The task:
The listing below must be repeated word for word, with its images excluded.

Supplied material:
_ _ _ _ _

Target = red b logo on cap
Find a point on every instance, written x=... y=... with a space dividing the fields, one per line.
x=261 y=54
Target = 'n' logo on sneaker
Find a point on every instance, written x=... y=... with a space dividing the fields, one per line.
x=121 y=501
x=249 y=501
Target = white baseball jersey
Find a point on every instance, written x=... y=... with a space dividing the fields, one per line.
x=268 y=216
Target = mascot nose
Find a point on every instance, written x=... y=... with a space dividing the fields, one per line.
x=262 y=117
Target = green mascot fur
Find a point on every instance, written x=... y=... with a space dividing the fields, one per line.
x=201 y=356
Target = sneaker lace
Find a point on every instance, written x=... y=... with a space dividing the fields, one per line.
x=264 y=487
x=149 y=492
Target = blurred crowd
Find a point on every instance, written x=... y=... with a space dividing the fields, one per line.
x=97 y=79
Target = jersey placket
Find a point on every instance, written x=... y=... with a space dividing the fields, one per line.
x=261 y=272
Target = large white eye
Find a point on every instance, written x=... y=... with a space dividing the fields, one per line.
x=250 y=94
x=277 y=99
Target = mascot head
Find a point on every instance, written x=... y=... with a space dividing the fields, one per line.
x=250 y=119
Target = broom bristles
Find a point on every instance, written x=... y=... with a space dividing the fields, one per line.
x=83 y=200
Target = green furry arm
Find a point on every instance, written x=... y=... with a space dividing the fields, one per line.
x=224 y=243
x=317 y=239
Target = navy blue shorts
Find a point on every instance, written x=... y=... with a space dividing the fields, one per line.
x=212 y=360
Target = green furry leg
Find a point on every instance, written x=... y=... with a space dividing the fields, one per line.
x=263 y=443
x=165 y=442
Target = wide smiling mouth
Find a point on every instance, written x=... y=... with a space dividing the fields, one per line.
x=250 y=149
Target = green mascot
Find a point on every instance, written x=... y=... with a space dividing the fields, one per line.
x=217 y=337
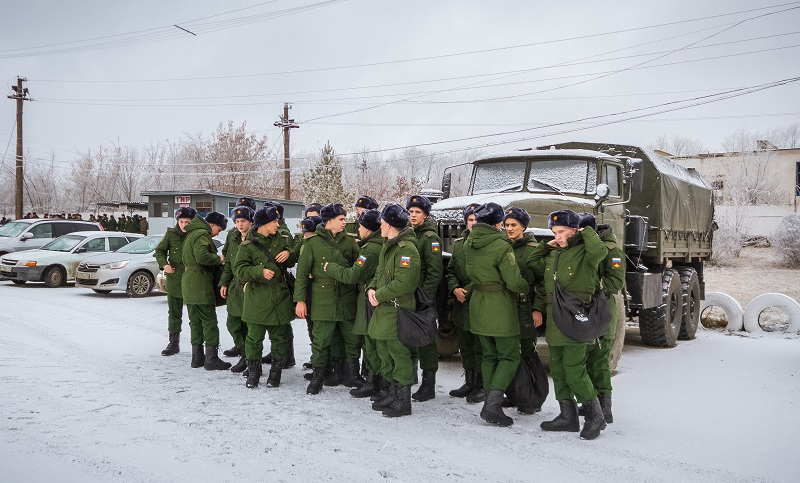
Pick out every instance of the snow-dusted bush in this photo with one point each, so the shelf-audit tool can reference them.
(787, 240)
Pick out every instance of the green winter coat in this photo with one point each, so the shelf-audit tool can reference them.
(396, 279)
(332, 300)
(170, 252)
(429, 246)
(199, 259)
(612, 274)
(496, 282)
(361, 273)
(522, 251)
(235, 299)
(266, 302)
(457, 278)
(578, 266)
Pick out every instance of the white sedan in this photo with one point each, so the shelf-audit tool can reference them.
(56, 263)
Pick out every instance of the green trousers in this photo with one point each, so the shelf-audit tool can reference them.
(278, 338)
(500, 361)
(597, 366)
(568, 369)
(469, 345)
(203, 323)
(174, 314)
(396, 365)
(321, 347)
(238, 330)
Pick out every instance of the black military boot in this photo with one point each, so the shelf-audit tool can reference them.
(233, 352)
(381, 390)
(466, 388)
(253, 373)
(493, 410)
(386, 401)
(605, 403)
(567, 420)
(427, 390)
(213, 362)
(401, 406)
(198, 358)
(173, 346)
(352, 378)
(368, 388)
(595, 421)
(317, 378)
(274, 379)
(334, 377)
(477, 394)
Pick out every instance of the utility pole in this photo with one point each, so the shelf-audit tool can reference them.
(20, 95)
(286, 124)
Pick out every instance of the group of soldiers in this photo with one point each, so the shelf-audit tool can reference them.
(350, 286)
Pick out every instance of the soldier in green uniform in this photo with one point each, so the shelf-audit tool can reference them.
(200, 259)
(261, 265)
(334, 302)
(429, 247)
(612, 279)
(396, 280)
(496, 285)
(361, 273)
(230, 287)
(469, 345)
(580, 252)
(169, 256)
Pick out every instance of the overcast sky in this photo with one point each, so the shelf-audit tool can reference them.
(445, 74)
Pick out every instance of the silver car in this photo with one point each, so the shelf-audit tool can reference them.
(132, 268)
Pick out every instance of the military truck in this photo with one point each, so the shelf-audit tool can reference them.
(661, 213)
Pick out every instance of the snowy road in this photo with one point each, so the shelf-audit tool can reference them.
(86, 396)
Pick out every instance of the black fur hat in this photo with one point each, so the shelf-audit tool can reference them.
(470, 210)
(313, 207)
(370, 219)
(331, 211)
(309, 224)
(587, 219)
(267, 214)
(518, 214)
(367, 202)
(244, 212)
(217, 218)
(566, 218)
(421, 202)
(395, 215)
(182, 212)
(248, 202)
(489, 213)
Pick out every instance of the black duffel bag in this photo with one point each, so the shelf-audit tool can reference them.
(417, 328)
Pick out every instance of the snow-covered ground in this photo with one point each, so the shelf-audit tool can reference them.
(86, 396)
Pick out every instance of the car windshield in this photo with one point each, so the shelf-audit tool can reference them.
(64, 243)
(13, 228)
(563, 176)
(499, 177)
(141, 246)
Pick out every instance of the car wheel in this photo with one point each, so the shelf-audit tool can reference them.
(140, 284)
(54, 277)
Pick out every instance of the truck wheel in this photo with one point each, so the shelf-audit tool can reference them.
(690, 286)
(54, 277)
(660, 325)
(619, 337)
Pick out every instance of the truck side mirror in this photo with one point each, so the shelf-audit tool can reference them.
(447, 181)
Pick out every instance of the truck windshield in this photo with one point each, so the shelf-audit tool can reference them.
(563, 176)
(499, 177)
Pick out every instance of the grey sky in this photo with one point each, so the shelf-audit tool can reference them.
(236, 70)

_ _ _ _ _

Expected output:
Target = red b logo on cap
Find a point on every instance, written x=... y=... with a space dividing the fields, one per line.
x=261 y=54
Target = 'n' logo on sneaker
Find a point on every instance, written x=... y=... with a space dividing the fields, one per line.
x=121 y=501
x=249 y=501
Target = white baseball jersey
Find a point on every instance, written x=... y=... with a space dividing the fields, one per line.
x=268 y=216
Target = mascot nose
Find a point on every instance, written x=... y=... with a space dividing the fields, one per line.
x=262 y=117
Target = green mascot fur
Find a point on every instance, written x=... y=... with a space dividing the fields, one per line.
x=201 y=356
Target = sneaker lace
Find a point on every instance, written x=... y=... with a space dividing the fields, one per line.
x=264 y=487
x=149 y=492
Target = blurred crowd
Find a point on every instance, written x=... y=... with a space dividing the fields, one per line.
x=97 y=79
Target = jersey placket
Find a point on every instance, written x=... y=... with a space dividing the fields, one per line.
x=261 y=272
Target = large white eye
Find a point on every instance, written x=... y=... with a space dividing the fields, one per line.
x=250 y=94
x=277 y=99
Target = mascot head
Find a point on every instance, written x=... y=... with a space dividing the fields, one per line.
x=250 y=119
Target = broom bristles
Find a point on every instance, written x=... y=... with a space dividing the fields, one per line.
x=83 y=200
Target = green furry arm
Find a point on every instance, written x=... y=... with a space dividing the fields, one per line.
x=224 y=243
x=317 y=239
Target = navy blue shorts
Find a point on every instance, written x=... y=... with a space dividing the fields, one per line.
x=212 y=360
Target = green furry leg
Find a point on every instance, written x=... y=... with a space dividing the fields, one per line.
x=263 y=443
x=165 y=442
Target = wide smiling mouth
Find a point on every instance, written x=... y=... with a space dividing the fields, one per line.
x=250 y=149
Target = green mascot
Find a point on every instance, written x=... y=... with a space dividing the fields, one per line.
x=217 y=337
Pick out every instance of the snow-dusted bush in this photo with one point each, so the shelf-audit tool can reference them.
(787, 240)
Pick out every instance of the green winter coat in this photo with one point each, so the shelf-audit tool can reference them.
(396, 279)
(332, 300)
(170, 252)
(429, 246)
(199, 259)
(612, 274)
(496, 282)
(361, 273)
(522, 251)
(235, 299)
(266, 302)
(457, 278)
(578, 266)
Pick out every instance of the white sedan in this photo with one point each, so the shelf-audit tool can reference them.
(56, 263)
Pick out every instance of the green trousers in this photo with one point each, so the shelf-audit tool can reference them.
(278, 338)
(500, 361)
(597, 366)
(568, 369)
(469, 345)
(203, 323)
(174, 314)
(396, 365)
(321, 347)
(238, 330)
Pick out every instance of the black military boot in this photo with one point each, so the shelf-audit tool can reference them.
(233, 352)
(381, 390)
(466, 388)
(253, 373)
(493, 410)
(386, 401)
(605, 403)
(567, 420)
(427, 390)
(213, 362)
(401, 406)
(198, 358)
(173, 346)
(352, 378)
(368, 388)
(595, 421)
(317, 378)
(274, 379)
(334, 377)
(477, 394)
Pick out every instance of the utility pole in this photo with one point each, so the shelf-audit tool can reference them.
(20, 95)
(286, 124)
Pick out every instance of the group of soldiers in this photo with one point each, so the shelf-audit tool can reference them.
(350, 286)
Pick out every instance of the soldier in green uniform in this photo with one point each, so the shelf-audit tool can reference them.
(200, 259)
(261, 265)
(334, 302)
(429, 247)
(612, 279)
(396, 280)
(496, 285)
(361, 273)
(230, 287)
(469, 345)
(580, 252)
(169, 256)
Pick out every instance of the overcast sky in this photo with one point each, so the shelf-audit tool can reference them.
(445, 74)
Pick out every instance of the silver car in this photo with one point each, so the shelf-audit tool can reference them.
(132, 268)
Pick out every instance of the military truck in this photo with one point each, so the shelf-audit tool can reference them.
(661, 213)
Pick out every instance of the snowy road in this photo with one point each, so the shelf-audit tool can reference them.
(86, 396)
Pick out every instance of the black fur hat in this photo with one point each, so the shelf-audit tool can reference them.
(470, 210)
(313, 207)
(370, 219)
(331, 211)
(309, 224)
(587, 219)
(267, 214)
(518, 214)
(367, 202)
(244, 212)
(217, 218)
(566, 218)
(421, 202)
(395, 215)
(182, 212)
(248, 202)
(489, 213)
Pick out every instance of the black duffel bag in this photo with one point each, so the shelf-audit tool can reference them.
(417, 328)
Pick out every instance of the snow-covered ground in this photo with one point each, so the shelf-audit tool can reference them.
(86, 396)
Pick out every instance of the car windshield in this photo with one point each, so the shelf-audit tool can reference them.
(64, 243)
(13, 228)
(563, 176)
(499, 177)
(141, 246)
Pick out every instance of the car wheel in this photo with one point each, so the shelf-audit tool can reference them.
(140, 284)
(54, 277)
Pick out every instance of the truck wheel in this photo with one point each, so the shelf-audit tool can reference them.
(690, 286)
(54, 277)
(660, 325)
(619, 337)
Pick out every instance of the truck side mirror in this photo with one point each, so the shelf-audit tool can reference them.
(447, 181)
Pick out every instance of the truck windshield in this photo with one point each, so the shelf-audit tool can reference them.
(563, 176)
(499, 177)
Pick out every instance of the grey sky in this photo with one point each, so the shelf-audit tool can reference them.
(236, 70)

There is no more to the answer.